課題文 1
ヴァルデッレコルティについての文章から、「このヴァルデッレコルティは以」を含む箇所を起点とし、「はしっかりと採用しています。」までを一字も変えずに引用してください。
課題文 2
ヴァルデッレコルティについての文章を、2文で要約してください。
課題文 3
ヴァルデッレコルティについての文章を、最後の文に続けて書き進めてください。

キャンティ・クラッシコ地区の中でも個人的に大好きなのがラッダ・イン・キャンティ地区。パンツァーノとガイオーレに挟まれた標高の高い地域で、その標高差も200mから800mと激しく比較的涼しい地域でもあります。その標高の高さと差からエレガントな酸を持つ極上のサンジョヴェーゼが生まれるわけです。特にソットゾーンで選ぶことはありませんが、蓋を開けてみれば‥西野嘉高が選ぶキャンティ・クラッシコはラッダから生まれるものが少なくありません。

このヴァルデッレコルティは以前から注目していた生産者で、2008年ビンテージから日本市場でも紹介できるようになりとても嬉しく思います。1974年創業のヴァルデッレコルティのブドウ畑はたったの4ha。畑もミニマムですが、小さな醸造所と宿泊施
設を併設しています。注目されるようになったのは、二代目の現当主‥ロベルト・ビアンキ氏の手腕によるもの。

温度管理されていないタンクの発酵温度を下げるには、夜になれば夜空の下にタンクを移動させる‥搾汁、醸しは足でブドウを踏んでみたり‥原始的かつシンプルな醸造を積み重ねています…と書きたいところだが、醸造方法はほったらかし‥ではありません。サンジョヴェーゼの香味をよりストレートの抽出するための策はセニエやマセラシオン・カルボニカなど基本的なテクニックはしっかりと採用しています。

標高の高さだけが利点ではありませんが、地球温暖化などの影響もあり、過熟傾向。標高の高さは冷涼な酸やミネラルをもたらし、よりエレガントなワインとなります。ラッダの注目すべき造り手‥ヴァルデッレコルティ‥やはり好きな造り手のひとつです。

南東向きの畑は風通しの良い砂地と、小石を含む泥灰土、石灰質の土壌で標高は450mあたり。7年〜30年、平均樹齢15年なサンジョヴェーゼは樹齢別に収穫されます。収穫されたブドウは丁寧に搾られ100%蓋付きのステンレスタンクで約2週間アルコール発酵が行われます(2009年には一部オープントップの発酵樽が使用されていました)。アルコール発酵終了後に果皮の60%は取り除かれますが、残りの40%の果皮は発酵後もモストと接触させます。この技法はピエモンテジーナもしくはステッカトゥーラと呼ばれ約3ヶ月の期間行われます。果皮との接触期間である3ヶ月が終了後、2000から3000リットルのスラヴォニア産の大樽で約18ヶ月の熟成後瓶詰めされます。

ピエモンテジーナの技法はヴァルデッレコルティでは重要な作業。2009年は全量ではなく30%のモストにのみ行われていましたが、この2011年は全量アルコール発酵後のさらなる果皮浸透が行われたようです。昨年は「全量施すと必要以上の酸が‥」と記載していますがそのコントロールもできているんでしょうね。2008年から3ビンテージ目となりますが、毎年醸造方法の情報が異なります。その年のブドウや、挑戦、実験、いろんな要素からそうなるのかもしれませんね。

提供データ
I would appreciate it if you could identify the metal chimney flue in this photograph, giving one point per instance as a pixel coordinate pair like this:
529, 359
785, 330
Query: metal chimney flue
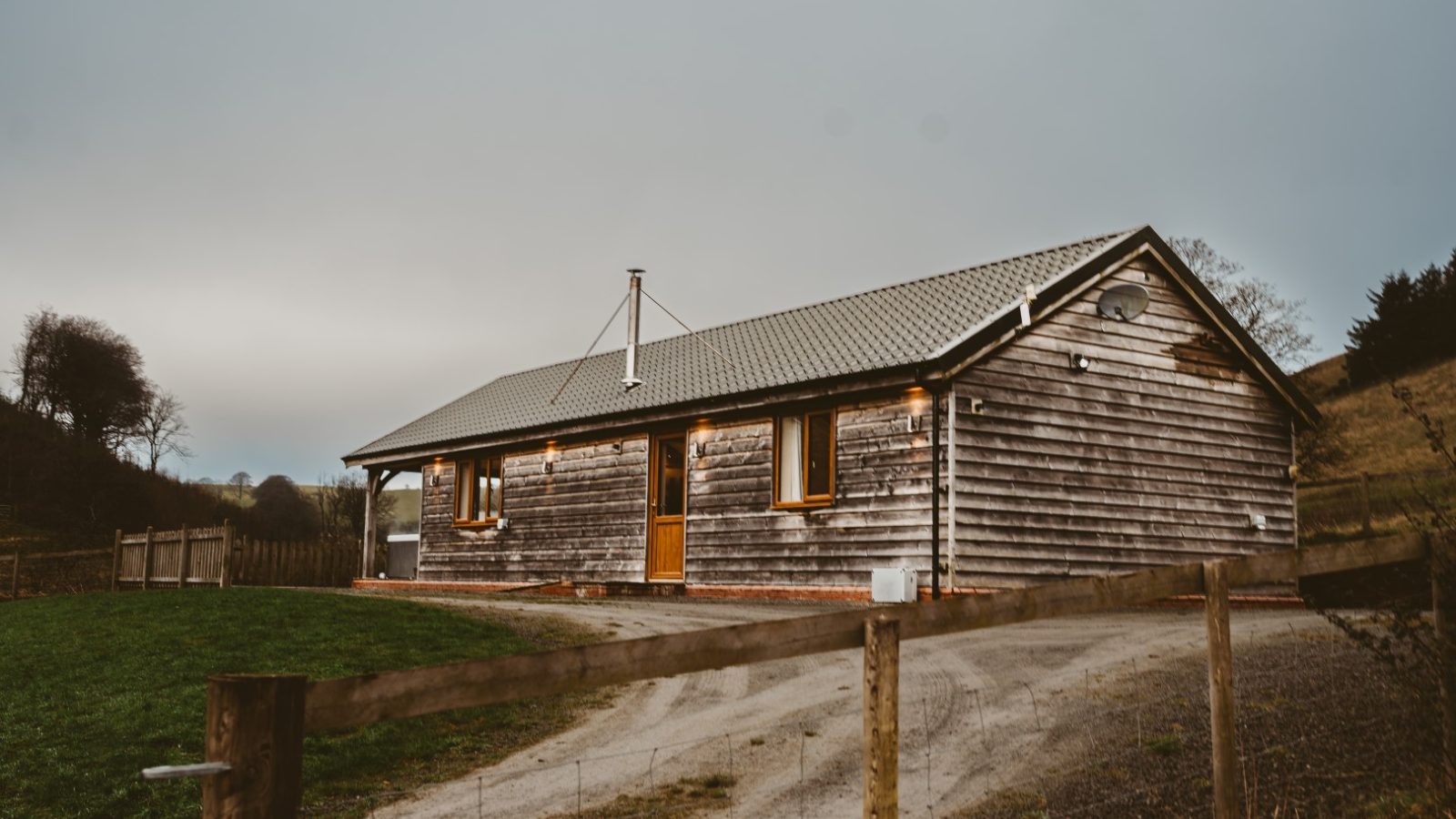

期待される出力 1
このヴァルデッレコルティは以前から注目していた生産者で、2008年ビンテージから日本市場でも紹介できるようになりとても嬉しく思います。1974年創業のヴァルデッレコルティのブドウ畑はたったの4ha。畑もミニマムですが、小さな醸造所と宿泊施
設を併設しています。注目されるようになったのは、二代目の現当主‥ロベルト・ビアンキ氏の手腕によるもの。

温度管理されていないタンクの発酵温度を下げるには、夜になれば夜空の下にタンクを移動させる‥搾汁、醸しは足でブドウを踏んでみたり‥原始的かつシンプルな醸造を積み重ねています…と書きたいところだが、醸造方法はほったらかし‥ではありません。サンジョヴェーゼの香味をよりストレートの抽出するための策はセニエやマセラシオン・カルボニカなど基本的なテクニックはしっかりと採用しています。

期待される出力 2
ヴァルデッレコルティは、キャンティ・クラッシコ地区の中でも標高が高く比較的涼しいラッダにある1974年創業の生産者で、ブドウ畑はわずか4haしかなく、二代目の現当主ロベルト・ビアンキ氏の手腕によって注目されるようになった。標高450mあたりの南東向きの畑で育つサンジョヴェーゼは、ステンレスタンクでのアルコール発酵の後、ピエモンテジーナと呼ばれる約3ヶ月の果皮接触を経て、スラヴォニア産の大樽で約18ヶ月熟成されてから瓶詰めされ、2011年にはこの果皮浸透が全量に行われたようだ。

期待される出力 3
独断と偏見に満ち溢れた極主観的毒味

お馴染みのヴァルデッレコルティのラベル。2009年と同じく表記のアルコール度数は13.5度。コルクは並質の5cm。このクラスだと4.5cmあたりが多いのですが、少しだけ長めですね。グラスはヴィノムのキャンティ型一択です。まだエッジに少し若さを感じるピンク、明るさと深み、照りのある赤が鮮やかです。2009年は少し濃厚さや熟度を感じた香りが先に来ましたが、この2011年はとてもやわらかい石灰やミネラルと、メロン果汁をヒントにしたベリーやチェリーの香り。香りは少し控えめで一層エレガントさを感じますね。

口に含みますと、控えめな香りとはウラハラに、しっかりと味わいがありますね。少しだけエキスぃにも感じる熟度、やわらかながら深い旨味がすでにある。この一杯目は味吟醸で、酸味は豊富ながらグングンと内側に対流と滞留。ホロリとしたタンニンもきめ細やかで質が高い。ふわりとプラム、梅の香りがするのもヴァルデッレコルティらしさがある。そこにどこか「和」を感じるんだなあ。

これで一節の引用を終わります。